*** Supplied data

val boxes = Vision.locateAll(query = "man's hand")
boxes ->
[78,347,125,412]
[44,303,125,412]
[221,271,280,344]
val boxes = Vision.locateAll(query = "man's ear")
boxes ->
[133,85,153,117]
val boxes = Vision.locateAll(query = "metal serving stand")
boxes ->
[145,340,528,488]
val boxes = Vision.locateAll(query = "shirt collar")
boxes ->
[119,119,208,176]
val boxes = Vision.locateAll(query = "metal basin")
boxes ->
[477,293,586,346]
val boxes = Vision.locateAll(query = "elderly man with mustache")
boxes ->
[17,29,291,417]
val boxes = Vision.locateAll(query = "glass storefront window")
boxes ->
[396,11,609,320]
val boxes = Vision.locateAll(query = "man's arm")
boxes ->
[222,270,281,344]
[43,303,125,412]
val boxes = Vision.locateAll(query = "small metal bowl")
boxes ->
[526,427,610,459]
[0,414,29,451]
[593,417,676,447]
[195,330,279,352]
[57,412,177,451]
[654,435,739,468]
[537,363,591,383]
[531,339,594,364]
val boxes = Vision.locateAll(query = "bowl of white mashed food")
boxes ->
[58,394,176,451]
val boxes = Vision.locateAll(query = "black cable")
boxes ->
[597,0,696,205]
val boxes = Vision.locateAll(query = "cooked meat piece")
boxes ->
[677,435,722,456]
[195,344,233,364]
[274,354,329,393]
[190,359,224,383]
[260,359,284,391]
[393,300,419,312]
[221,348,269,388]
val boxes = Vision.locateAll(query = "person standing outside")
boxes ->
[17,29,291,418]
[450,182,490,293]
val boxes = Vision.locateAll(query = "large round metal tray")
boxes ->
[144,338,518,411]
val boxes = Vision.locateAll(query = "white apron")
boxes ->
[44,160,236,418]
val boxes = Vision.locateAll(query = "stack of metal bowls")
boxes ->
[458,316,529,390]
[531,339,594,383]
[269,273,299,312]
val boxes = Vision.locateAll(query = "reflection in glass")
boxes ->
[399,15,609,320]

******

Work to be completed ->
Reproduce every one of the lines above, unchanged and in the same order.

The completed task ->
val boxes = Vision.locateAll(query = "man's hand")
boxes ->
[78,347,125,412]
[44,303,125,412]
[221,271,280,344]
val boxes = Vision.locateAll(query = "man's ear")
boxes ->
[133,85,153,117]
val boxes = Vision.locateAll(query = "metal serving stand")
boxes ->
[145,340,528,488]
val boxes = Vision.locateAll(query = "shirt collar")
boxes ->
[119,119,208,176]
val boxes = Vision.locateAll(query = "metal basin")
boxes ->
[477,293,586,346]
val boxes = Vision.locateAll(query = "elderly man with mustache")
boxes ->
[17,29,291,417]
val boxes = Vision.locateAll(query = "glass storefront window")
boxes ->
[396,11,609,320]
val boxes = Vision.locateAll(query = "man's arm")
boxes ->
[222,270,281,344]
[43,303,125,412]
val boxes = Vision.locateAll(query = "small metal bowl")
boxes ->
[526,427,610,459]
[0,414,29,451]
[593,417,676,447]
[195,330,279,352]
[57,412,177,451]
[654,435,739,468]
[537,363,591,383]
[531,339,594,364]
val boxes = Vision.locateAll(query = "bowl of white mashed food")
boxes ->
[58,394,176,451]
val boxes = Vision.locateAll(query = "black cable")
boxes ->
[597,0,696,205]
val boxes = Vision.locateAll(query = "cooked meat piece")
boxes ->
[677,435,722,456]
[195,344,233,364]
[274,354,329,393]
[190,359,224,383]
[260,359,284,391]
[393,300,419,312]
[221,348,269,388]
val boxes = Vision.locateAll(query = "person standing outside")
boxes ->
[17,29,291,418]
[450,182,490,293]
val boxes = Vision.locateAll(query = "large round metal tray")
boxes ->
[144,338,518,411]
val boxes = Vision.locateAll(query = "white apron")
boxes ->
[44,160,236,418]
val boxes = Vision.locateAll(query = "stack of metal bowls")
boxes ->
[458,316,529,390]
[531,339,594,383]
[269,273,299,312]
val boxes = Vision.locateAll(query = "reflection in glass")
boxes ->
[399,15,609,320]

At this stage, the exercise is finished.